/---

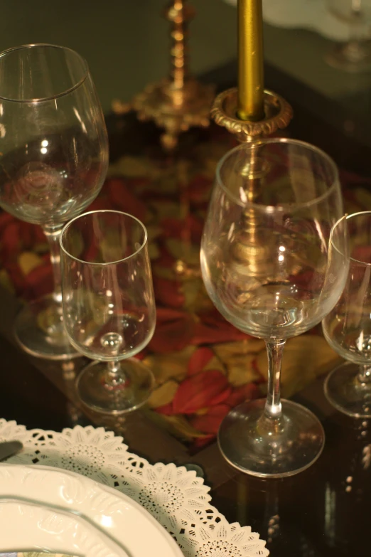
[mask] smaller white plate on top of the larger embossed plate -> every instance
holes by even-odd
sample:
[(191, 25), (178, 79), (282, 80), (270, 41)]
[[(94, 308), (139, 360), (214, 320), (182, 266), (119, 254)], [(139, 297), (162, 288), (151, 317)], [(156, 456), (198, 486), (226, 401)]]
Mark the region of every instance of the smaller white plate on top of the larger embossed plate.
[(0, 549), (89, 557), (128, 557), (95, 526), (71, 513), (21, 501), (0, 501)]

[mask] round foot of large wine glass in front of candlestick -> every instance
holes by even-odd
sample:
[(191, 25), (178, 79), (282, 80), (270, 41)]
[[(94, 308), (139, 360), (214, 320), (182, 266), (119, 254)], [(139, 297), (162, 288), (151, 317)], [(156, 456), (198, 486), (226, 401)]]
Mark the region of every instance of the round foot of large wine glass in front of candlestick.
[(297, 474), (318, 459), (325, 442), (321, 422), (291, 400), (281, 403), (276, 423), (264, 417), (265, 399), (243, 403), (227, 414), (218, 442), (230, 465), (252, 476), (274, 478)]

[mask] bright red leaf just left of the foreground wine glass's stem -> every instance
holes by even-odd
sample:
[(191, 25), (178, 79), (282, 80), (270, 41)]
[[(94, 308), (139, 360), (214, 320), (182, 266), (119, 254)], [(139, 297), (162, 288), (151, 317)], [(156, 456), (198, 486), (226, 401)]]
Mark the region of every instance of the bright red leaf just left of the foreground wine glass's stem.
[(222, 403), (232, 389), (221, 371), (208, 370), (186, 378), (173, 398), (176, 414), (193, 414), (201, 408)]

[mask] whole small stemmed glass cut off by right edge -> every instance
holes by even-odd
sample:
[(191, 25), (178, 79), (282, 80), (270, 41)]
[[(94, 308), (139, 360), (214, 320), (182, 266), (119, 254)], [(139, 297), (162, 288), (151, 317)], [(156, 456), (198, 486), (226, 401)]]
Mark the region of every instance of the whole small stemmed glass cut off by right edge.
[[(328, 344), (348, 360), (326, 378), (331, 404), (355, 418), (371, 417), (371, 211), (347, 217), (350, 265), (343, 295), (323, 319)], [(335, 245), (346, 258), (342, 246)]]

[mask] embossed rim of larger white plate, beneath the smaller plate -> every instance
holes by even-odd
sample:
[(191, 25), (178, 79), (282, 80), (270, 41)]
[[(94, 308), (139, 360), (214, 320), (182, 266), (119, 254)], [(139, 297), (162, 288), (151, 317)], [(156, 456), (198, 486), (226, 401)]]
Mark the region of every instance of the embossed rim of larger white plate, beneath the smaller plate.
[[(183, 557), (168, 532), (138, 503), (75, 472), (48, 466), (0, 464), (0, 499), (19, 499), (80, 516), (94, 525), (97, 534), (109, 536), (130, 557)], [(15, 522), (15, 532), (17, 528)], [(13, 549), (16, 551), (17, 547)], [(0, 551), (5, 551), (1, 535)], [(81, 554), (87, 555), (85, 551), (80, 551)]]

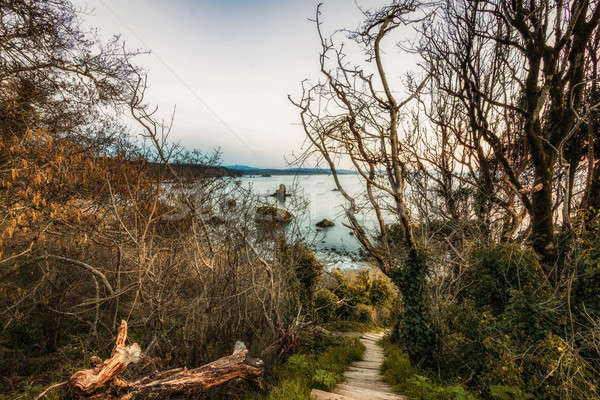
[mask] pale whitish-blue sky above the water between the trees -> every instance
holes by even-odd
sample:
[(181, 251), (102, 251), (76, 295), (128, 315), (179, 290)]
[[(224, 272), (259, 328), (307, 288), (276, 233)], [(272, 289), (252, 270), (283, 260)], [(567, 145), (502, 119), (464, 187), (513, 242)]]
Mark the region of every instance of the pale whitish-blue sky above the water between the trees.
[[(359, 25), (357, 7), (384, 0), (323, 0), (326, 32)], [(101, 38), (120, 34), (149, 50), (149, 103), (168, 118), (170, 140), (188, 149), (219, 148), (223, 165), (284, 168), (304, 142), (288, 101), (318, 77), (315, 0), (74, 0), (84, 26)], [(132, 129), (136, 127), (132, 124)], [(311, 166), (311, 165), (307, 165)]]

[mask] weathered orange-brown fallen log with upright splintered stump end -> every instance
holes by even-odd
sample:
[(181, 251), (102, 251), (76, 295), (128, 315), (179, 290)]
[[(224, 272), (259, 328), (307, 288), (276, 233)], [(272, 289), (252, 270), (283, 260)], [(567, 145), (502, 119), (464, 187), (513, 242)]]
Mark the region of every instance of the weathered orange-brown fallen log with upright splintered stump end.
[(118, 378), (129, 364), (138, 362), (142, 352), (137, 343), (126, 346), (127, 322), (121, 322), (115, 348), (110, 358), (95, 367), (78, 371), (67, 384), (70, 393), (77, 399), (136, 399), (144, 397), (167, 397), (172, 394), (203, 392), (235, 378), (262, 383), (264, 363), (248, 355), (242, 342), (236, 342), (233, 354), (198, 368), (175, 368), (155, 371), (135, 381)]

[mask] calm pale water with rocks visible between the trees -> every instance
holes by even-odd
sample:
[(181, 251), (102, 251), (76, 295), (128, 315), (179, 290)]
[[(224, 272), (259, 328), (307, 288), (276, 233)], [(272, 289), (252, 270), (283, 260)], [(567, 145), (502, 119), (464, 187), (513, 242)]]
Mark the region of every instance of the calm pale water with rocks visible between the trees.
[[(358, 175), (340, 175), (339, 179), (348, 193), (358, 198), (363, 196), (364, 186)], [(348, 223), (343, 209), (345, 199), (334, 190), (335, 182), (331, 175), (244, 176), (239, 181), (242, 186), (250, 187), (262, 201), (292, 212), (317, 256), (331, 267), (364, 266), (364, 262), (360, 261), (360, 244), (350, 234), (350, 229), (343, 225)], [(287, 192), (292, 194), (285, 202), (270, 196), (280, 184), (284, 184)], [(335, 226), (316, 227), (315, 224), (324, 218), (333, 221)], [(360, 214), (359, 220), (367, 228), (375, 227), (372, 214)]]

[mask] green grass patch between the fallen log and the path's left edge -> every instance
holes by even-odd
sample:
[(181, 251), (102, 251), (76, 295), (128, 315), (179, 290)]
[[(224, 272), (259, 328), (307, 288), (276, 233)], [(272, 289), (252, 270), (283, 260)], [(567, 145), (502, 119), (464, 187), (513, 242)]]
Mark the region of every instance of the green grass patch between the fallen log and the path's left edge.
[(313, 388), (331, 391), (344, 380), (350, 364), (362, 359), (364, 350), (358, 338), (322, 336), (287, 360), (267, 399), (309, 400)]

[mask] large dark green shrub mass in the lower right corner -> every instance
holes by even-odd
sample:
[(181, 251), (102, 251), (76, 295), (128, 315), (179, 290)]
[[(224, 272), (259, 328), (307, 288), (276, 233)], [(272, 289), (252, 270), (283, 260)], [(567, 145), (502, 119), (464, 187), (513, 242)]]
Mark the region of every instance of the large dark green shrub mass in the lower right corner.
[(498, 399), (596, 398), (598, 355), (565, 339), (566, 293), (550, 290), (532, 251), (491, 245), (469, 261), (465, 293), (441, 305), (444, 379), (472, 376), (472, 388)]

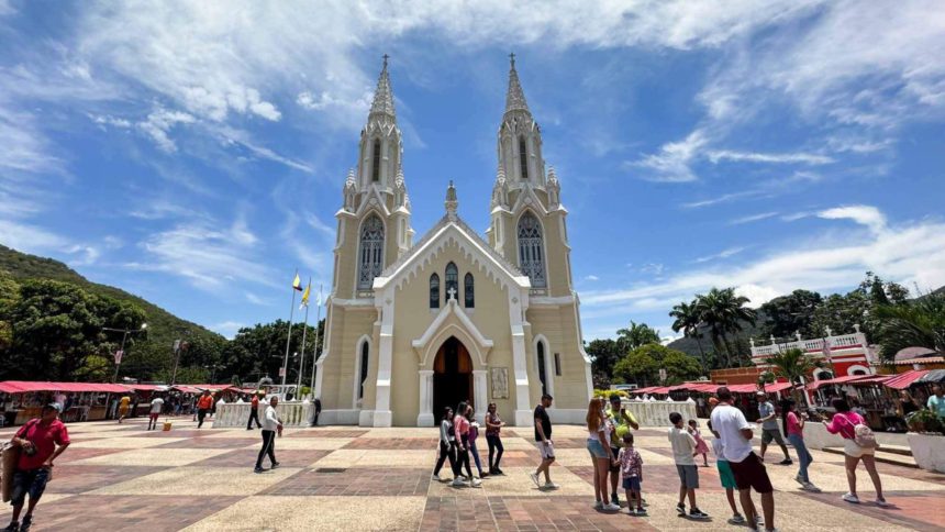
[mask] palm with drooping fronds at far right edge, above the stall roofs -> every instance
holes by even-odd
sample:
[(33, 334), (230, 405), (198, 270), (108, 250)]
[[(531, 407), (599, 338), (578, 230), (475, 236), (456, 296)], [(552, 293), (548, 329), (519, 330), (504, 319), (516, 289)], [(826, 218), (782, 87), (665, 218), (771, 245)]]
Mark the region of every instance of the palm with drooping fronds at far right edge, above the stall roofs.
[(908, 304), (879, 306), (880, 341), (886, 358), (904, 347), (945, 353), (945, 293), (929, 293)]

\---

What the task requires: Text only, no pictures: copy every entry exactly.

Task response:
[mask] smaller white plate on top of the larger embossed plate -> every instance
holes by even-odd
sample:
[(191, 25), (178, 79), (282, 80), (270, 41)]
[[(94, 308), (139, 360), (214, 320), (182, 266), (119, 254)], [(139, 297), (162, 288), (151, 317)], [(156, 456), (198, 486), (226, 401)]]
Mark the region of every instance of the smaller white plate on top of the larger embossed plate.
[(0, 549), (89, 557), (128, 557), (95, 526), (71, 513), (21, 501), (0, 501)]

[mask] round foot of large wine glass in front of candlestick -> every instance
holes by even-odd
sample:
[(191, 25), (178, 79), (282, 80), (270, 41)]
[[(94, 308), (139, 360), (214, 320), (182, 266), (119, 254)], [(139, 297), (162, 288), (151, 317)], [(156, 456), (198, 486), (226, 401)]]
Mark the region of every instance of the round foot of large wine glass in front of candlestick.
[(297, 474), (318, 459), (325, 442), (321, 422), (291, 400), (281, 403), (276, 423), (264, 417), (265, 399), (243, 403), (227, 414), (218, 442), (230, 465), (252, 476), (274, 478)]

[mask] bright red leaf just left of the foreground wine glass's stem -> every instance
holes by even-odd
sample:
[(191, 25), (178, 79), (282, 80), (270, 41)]
[[(94, 308), (139, 360), (214, 320), (182, 266), (119, 254)], [(139, 297), (162, 288), (151, 317)], [(156, 456), (198, 486), (226, 401)]]
Mark the region of every instance of the bright red leaf just left of the foreground wine glass's stem.
[(222, 403), (232, 389), (221, 371), (208, 370), (186, 378), (173, 398), (176, 414), (193, 414), (201, 408)]

[mask] whole small stemmed glass cut off by right edge -> every instance
holes by even-odd
sample:
[(191, 25), (178, 79), (282, 80), (270, 41)]
[[(94, 308), (139, 360), (214, 320), (182, 266), (119, 254)], [(139, 297), (162, 288), (151, 317)], [(156, 456), (198, 486), (226, 401)]]
Mark the region of every instance of the whole small stemmed glass cut off by right edge.
[[(328, 344), (348, 360), (326, 378), (331, 404), (355, 418), (371, 417), (371, 211), (347, 217), (350, 265), (343, 295), (323, 319)], [(335, 245), (346, 258), (342, 246)]]

[mask] embossed rim of larger white plate, beneath the smaller plate -> every instance
holes by even-odd
sample:
[(191, 25), (178, 79), (282, 80), (270, 41)]
[[(94, 308), (139, 360), (214, 320), (182, 266), (119, 254)], [(139, 297), (162, 288), (151, 317)], [(156, 456), (198, 486), (226, 401)]]
Mark the region of every instance of the embossed rim of larger white plate, beneath the smaller plate.
[[(183, 557), (168, 532), (138, 503), (75, 472), (48, 466), (0, 464), (0, 499), (19, 499), (80, 516), (94, 525), (97, 534), (109, 536), (130, 557)], [(15, 522), (15, 532), (17, 528)], [(13, 549), (16, 551), (17, 547)], [(0, 551), (5, 551), (1, 535)], [(81, 554), (87, 555), (85, 551), (80, 551)]]

[mask] pale whitish-blue sky above the water between the trees -> every instance
holes by even-odd
sample:
[(181, 251), (102, 251), (76, 295), (128, 315), (179, 290)]
[[(224, 272), (259, 328), (307, 288), (276, 233)], [(272, 289), (252, 270), (283, 260)], [(567, 145), (502, 119), (464, 187), (513, 242)]]
Mark the region of every instance of the pale whitish-blue sky above the water between the trees.
[[(359, 25), (357, 7), (384, 0), (323, 0), (326, 32)], [(101, 38), (120, 34), (149, 50), (149, 103), (168, 118), (170, 140), (188, 149), (219, 148), (223, 165), (284, 168), (304, 142), (288, 101), (318, 77), (315, 0), (74, 0), (84, 26)], [(132, 129), (136, 127), (132, 124)], [(311, 166), (311, 165), (307, 165)]]

[mask] weathered orange-brown fallen log with upright splintered stump end -> every instance
holes by even-odd
sample:
[(181, 251), (102, 251), (76, 295), (128, 315), (179, 290)]
[[(224, 272), (259, 328), (307, 288), (276, 233)], [(272, 289), (252, 270), (283, 260)], [(567, 145), (502, 119), (464, 187), (513, 242)]]
Mark the region of every instance of the weathered orange-brown fallen log with upright splintered stump end.
[(118, 378), (129, 364), (138, 362), (142, 352), (137, 343), (126, 346), (127, 322), (121, 322), (115, 348), (110, 358), (95, 367), (78, 371), (67, 384), (70, 393), (77, 399), (136, 399), (144, 397), (167, 397), (172, 394), (203, 392), (235, 378), (262, 383), (264, 363), (248, 355), (242, 342), (236, 342), (233, 354), (198, 368), (175, 368), (155, 371), (135, 381)]

[mask] calm pale water with rocks visible between the trees -> every instance
holes by even-odd
sample:
[(181, 251), (102, 251), (76, 295), (128, 315), (179, 290)]
[[(224, 272), (259, 328), (307, 288), (276, 233)], [(272, 289), (252, 270), (283, 260)], [(567, 145), (502, 119), (464, 187), (513, 242)]]
Mark the region of every instance of the calm pale water with rocks visible between the trees.
[[(358, 175), (340, 175), (339, 179), (348, 193), (358, 198), (363, 196), (364, 186)], [(348, 223), (343, 209), (345, 199), (334, 190), (335, 182), (331, 175), (244, 176), (239, 181), (242, 186), (250, 187), (262, 201), (292, 212), (317, 256), (331, 267), (364, 266), (364, 262), (360, 261), (360, 244), (350, 234), (350, 229), (343, 225)], [(287, 192), (292, 194), (285, 202), (270, 196), (280, 184), (284, 184)], [(335, 226), (316, 227), (315, 224), (324, 218), (333, 221)], [(360, 214), (359, 220), (367, 228), (375, 227), (372, 214)]]

[mask] green grass patch between the fallen log and the path's left edge -> every instance
holes by even-odd
sample:
[(181, 251), (102, 251), (76, 295), (128, 315), (179, 290)]
[[(224, 272), (259, 328), (307, 288), (276, 233)], [(272, 289), (252, 270), (283, 260)], [(567, 145), (502, 119), (464, 187), (513, 242)]]
Mark the region of every instance of the green grass patch between the fallen log and the path's left edge.
[(313, 388), (331, 391), (344, 380), (350, 364), (362, 359), (364, 350), (358, 338), (322, 336), (287, 360), (267, 399), (309, 400)]

[mask] large dark green shrub mass in the lower right corner -> every instance
holes by even-odd
sample:
[(181, 251), (102, 251), (76, 295), (128, 315), (179, 290)]
[[(224, 272), (259, 328), (307, 288), (276, 233)], [(272, 289), (252, 270), (283, 260)], [(567, 145), (502, 119), (464, 187), (513, 242)]]
Mark the region of every instance of the large dark green shrub mass in the lower right corner.
[(498, 399), (596, 398), (598, 355), (565, 339), (566, 293), (550, 290), (532, 251), (491, 245), (469, 261), (465, 293), (441, 305), (444, 379), (472, 376), (472, 388)]

[mask] palm with drooping fronds at far right edge, above the stall roofs -> every instance
holes by even-odd
sample:
[(33, 334), (230, 405), (198, 270), (108, 250)]
[[(531, 407), (599, 338), (578, 230), (475, 236), (456, 296)], [(552, 293), (548, 329), (519, 330), (504, 319), (516, 289)], [(826, 218), (782, 87), (665, 218), (771, 245)]]
Mark the region of every instance of the palm with drooping fronds at far right edge, above the stall roofs.
[(908, 304), (879, 306), (880, 341), (886, 358), (904, 347), (945, 353), (945, 293), (929, 293)]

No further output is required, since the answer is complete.